--- Records for the task ---
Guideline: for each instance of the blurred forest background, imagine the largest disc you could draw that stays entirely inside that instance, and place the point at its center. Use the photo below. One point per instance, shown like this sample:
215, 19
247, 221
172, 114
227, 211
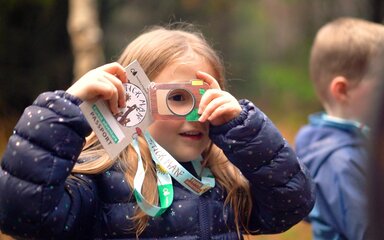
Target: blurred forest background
264, 43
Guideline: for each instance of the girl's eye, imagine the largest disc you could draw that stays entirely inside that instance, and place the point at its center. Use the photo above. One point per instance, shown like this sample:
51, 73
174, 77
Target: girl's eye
177, 97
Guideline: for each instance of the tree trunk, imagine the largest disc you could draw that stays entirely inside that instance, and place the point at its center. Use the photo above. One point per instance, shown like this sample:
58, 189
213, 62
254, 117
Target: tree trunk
86, 36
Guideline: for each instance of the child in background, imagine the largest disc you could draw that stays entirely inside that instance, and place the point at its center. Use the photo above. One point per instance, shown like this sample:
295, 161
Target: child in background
261, 187
333, 144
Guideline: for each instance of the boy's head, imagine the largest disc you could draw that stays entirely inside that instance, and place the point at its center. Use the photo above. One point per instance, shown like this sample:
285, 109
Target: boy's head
342, 62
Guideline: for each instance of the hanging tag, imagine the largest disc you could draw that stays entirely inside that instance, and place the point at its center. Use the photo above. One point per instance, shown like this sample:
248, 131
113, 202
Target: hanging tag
115, 132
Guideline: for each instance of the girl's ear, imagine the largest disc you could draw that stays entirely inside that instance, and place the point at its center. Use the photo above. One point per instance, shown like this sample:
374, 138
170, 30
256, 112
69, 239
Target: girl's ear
339, 88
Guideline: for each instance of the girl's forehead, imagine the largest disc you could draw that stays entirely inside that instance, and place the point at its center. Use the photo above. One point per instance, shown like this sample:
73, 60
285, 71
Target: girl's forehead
183, 71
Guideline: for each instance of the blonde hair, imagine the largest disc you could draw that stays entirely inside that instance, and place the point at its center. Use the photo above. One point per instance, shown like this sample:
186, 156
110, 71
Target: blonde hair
344, 47
155, 49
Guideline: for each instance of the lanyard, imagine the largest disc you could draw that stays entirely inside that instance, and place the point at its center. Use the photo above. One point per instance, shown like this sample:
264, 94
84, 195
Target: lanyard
167, 166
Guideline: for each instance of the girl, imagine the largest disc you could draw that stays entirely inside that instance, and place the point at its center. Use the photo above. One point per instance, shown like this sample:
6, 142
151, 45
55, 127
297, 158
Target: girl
260, 186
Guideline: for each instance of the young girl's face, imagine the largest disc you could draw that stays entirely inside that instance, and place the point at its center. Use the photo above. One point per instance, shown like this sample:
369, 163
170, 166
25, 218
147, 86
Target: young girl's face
184, 140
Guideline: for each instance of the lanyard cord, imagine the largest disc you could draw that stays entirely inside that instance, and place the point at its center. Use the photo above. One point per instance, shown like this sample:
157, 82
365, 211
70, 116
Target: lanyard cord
167, 166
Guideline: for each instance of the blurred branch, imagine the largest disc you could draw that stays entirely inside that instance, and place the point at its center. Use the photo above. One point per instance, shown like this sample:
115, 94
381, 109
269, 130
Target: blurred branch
86, 36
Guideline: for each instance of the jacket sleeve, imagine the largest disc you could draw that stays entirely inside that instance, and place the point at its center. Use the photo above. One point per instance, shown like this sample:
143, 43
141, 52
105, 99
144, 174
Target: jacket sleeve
281, 188
38, 198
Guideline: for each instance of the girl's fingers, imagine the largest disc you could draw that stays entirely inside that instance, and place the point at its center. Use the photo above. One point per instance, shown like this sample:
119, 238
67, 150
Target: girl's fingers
119, 87
218, 107
207, 97
211, 81
211, 107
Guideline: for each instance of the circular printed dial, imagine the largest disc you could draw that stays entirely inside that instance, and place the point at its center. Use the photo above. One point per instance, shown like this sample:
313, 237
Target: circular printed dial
136, 106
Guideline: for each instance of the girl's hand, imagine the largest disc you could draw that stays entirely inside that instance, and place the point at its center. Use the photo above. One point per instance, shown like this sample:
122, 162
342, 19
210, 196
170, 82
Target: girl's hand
217, 106
104, 82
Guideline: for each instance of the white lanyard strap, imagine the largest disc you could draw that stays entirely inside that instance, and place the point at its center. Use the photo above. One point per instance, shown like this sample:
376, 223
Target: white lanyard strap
178, 172
167, 166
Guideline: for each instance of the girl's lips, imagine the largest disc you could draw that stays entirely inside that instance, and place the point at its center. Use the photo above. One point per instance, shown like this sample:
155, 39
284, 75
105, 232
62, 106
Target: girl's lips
193, 135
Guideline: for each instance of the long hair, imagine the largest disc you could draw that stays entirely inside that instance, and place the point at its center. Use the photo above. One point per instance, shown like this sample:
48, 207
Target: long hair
155, 49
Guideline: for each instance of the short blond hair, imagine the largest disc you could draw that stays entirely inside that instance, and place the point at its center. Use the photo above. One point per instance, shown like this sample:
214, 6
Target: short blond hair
344, 47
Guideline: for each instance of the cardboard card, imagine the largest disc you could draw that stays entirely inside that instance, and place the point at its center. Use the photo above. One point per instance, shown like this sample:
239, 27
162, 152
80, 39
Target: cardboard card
116, 132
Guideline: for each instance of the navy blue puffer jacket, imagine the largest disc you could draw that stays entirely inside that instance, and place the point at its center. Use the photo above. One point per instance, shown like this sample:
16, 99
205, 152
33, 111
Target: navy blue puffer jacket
41, 199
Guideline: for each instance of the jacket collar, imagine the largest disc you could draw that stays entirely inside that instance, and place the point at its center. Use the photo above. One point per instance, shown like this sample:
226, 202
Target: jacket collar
323, 119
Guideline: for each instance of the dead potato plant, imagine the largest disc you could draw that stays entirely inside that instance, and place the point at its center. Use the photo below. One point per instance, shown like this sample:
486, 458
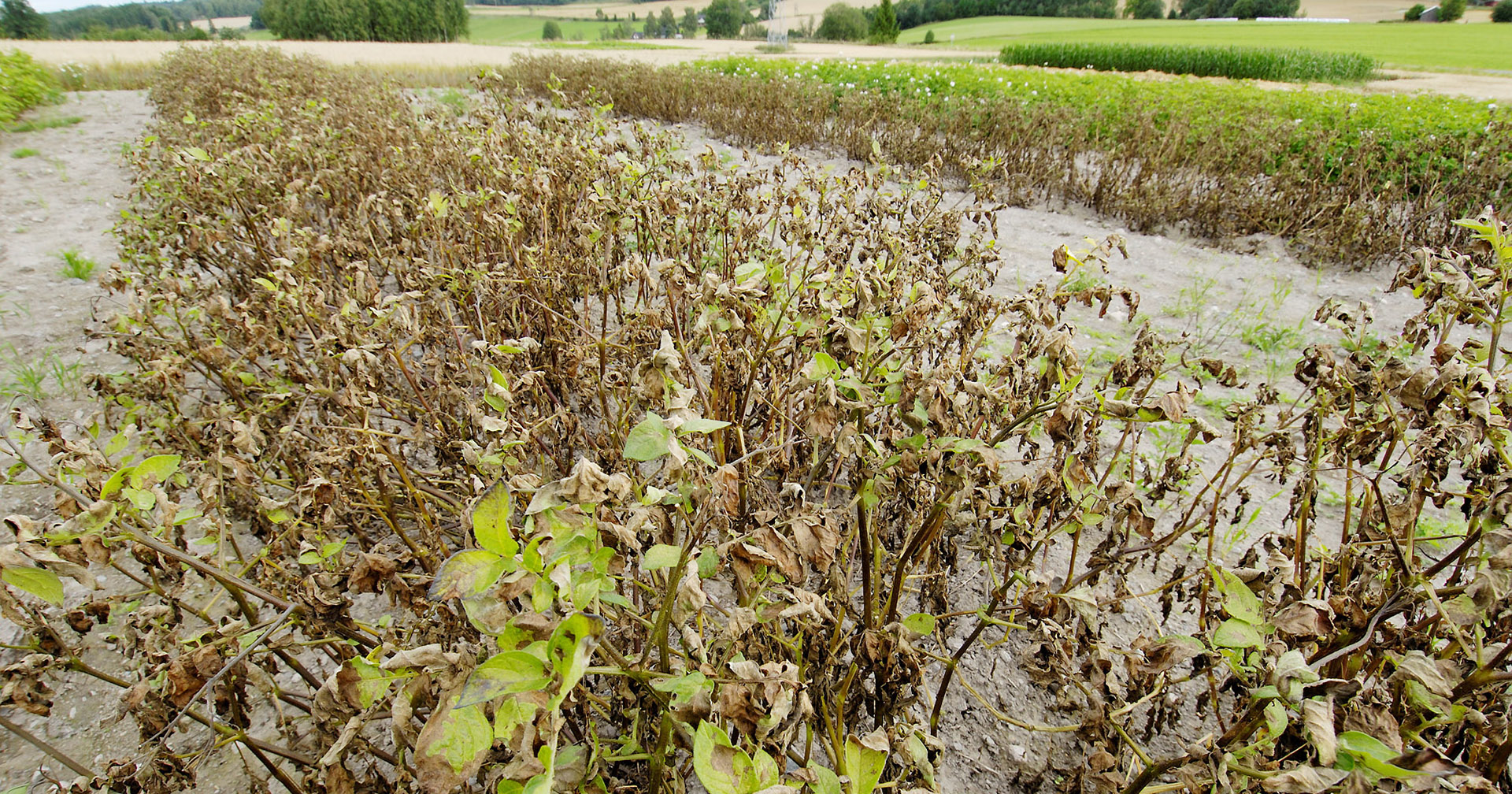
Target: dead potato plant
521, 450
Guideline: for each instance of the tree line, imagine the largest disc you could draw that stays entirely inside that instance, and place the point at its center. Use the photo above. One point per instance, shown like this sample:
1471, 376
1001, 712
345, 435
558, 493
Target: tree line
917, 13
366, 20
164, 17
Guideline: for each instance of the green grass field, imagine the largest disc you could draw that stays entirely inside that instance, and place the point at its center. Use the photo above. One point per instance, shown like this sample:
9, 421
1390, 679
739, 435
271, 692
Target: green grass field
499, 29
1484, 46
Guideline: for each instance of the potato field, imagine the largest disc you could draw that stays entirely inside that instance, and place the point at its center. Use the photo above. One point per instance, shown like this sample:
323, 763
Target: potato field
498, 440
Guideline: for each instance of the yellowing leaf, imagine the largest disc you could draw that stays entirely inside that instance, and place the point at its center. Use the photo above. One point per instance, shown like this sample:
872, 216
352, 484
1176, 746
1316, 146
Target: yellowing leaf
466, 573
491, 519
453, 746
649, 440
39, 583
153, 471
865, 756
506, 673
1236, 633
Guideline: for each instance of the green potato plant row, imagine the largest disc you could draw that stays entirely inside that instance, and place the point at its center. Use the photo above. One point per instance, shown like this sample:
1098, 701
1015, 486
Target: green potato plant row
1237, 62
510, 448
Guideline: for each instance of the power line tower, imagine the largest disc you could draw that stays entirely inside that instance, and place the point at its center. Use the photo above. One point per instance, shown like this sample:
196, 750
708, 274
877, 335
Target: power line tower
777, 23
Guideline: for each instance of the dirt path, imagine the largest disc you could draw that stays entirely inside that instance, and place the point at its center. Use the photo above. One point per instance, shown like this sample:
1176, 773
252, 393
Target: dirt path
67, 195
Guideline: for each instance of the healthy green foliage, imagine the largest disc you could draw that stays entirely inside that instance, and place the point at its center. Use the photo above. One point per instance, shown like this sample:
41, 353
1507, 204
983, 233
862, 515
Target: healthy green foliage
1239, 62
1245, 9
77, 265
23, 85
366, 20
917, 13
724, 19
19, 20
144, 20
1145, 9
843, 23
1436, 47
884, 24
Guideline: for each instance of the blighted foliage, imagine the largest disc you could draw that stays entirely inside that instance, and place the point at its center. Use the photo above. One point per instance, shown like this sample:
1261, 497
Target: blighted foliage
1216, 161
572, 460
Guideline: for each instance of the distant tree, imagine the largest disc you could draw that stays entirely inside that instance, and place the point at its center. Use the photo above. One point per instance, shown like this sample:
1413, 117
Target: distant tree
19, 20
884, 24
366, 20
724, 19
1245, 9
843, 23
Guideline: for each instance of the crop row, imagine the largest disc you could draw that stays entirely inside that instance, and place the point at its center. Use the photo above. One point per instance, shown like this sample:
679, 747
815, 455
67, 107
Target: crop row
537, 453
1237, 62
1346, 177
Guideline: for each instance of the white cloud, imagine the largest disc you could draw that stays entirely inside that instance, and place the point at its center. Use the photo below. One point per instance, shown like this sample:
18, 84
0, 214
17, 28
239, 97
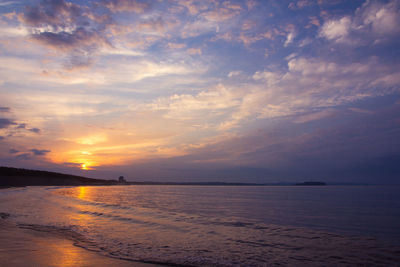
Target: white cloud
336, 30
373, 21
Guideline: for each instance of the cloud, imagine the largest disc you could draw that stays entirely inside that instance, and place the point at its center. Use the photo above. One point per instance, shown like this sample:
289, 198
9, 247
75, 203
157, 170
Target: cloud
309, 84
34, 130
39, 152
24, 156
68, 28
5, 123
117, 6
13, 151
374, 21
194, 51
24, 126
336, 30
234, 73
187, 107
315, 116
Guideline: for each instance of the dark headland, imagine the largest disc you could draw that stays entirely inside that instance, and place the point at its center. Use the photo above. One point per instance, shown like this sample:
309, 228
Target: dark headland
10, 177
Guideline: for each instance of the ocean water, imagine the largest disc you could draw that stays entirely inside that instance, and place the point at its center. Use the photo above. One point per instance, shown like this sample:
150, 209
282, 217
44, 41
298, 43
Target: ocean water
219, 225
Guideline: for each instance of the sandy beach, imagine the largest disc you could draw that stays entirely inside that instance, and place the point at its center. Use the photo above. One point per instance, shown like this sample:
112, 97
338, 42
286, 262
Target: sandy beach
27, 247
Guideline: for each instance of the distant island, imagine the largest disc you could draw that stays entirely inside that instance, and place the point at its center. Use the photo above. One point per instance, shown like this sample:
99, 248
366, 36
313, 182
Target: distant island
15, 177
10, 177
311, 183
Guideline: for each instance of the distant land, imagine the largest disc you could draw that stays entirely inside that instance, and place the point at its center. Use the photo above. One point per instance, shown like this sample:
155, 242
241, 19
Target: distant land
23, 177
311, 183
10, 177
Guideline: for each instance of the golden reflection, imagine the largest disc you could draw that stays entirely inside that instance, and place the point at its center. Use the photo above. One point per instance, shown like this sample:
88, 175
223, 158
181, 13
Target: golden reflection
82, 192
---
**Task description**
Please rewrite the entries from the line containing "Guideline: for each instance of the distant land, imagine" through the end of the entries, replacing "golden reflection" with "sunlit reflection" and leaving everything else as it is.

**Finished answer**
Guideline: for each instance of the distant land, imagine the largest disc you could draw that stays entirely inside that instance, and place the point at its center. Use the photo above. One point per instance, shown like this sample:
155, 242
241, 19
Target: distant land
23, 177
311, 183
10, 177
Guideline: for each instance of the sunlit reflection, imagine the largest disc you could draw that stays entirely inside that instance, and place the point at its center. Use the photo above. One point per instance, shown like this sample:
88, 175
223, 158
181, 13
Target: sunlit reflection
82, 192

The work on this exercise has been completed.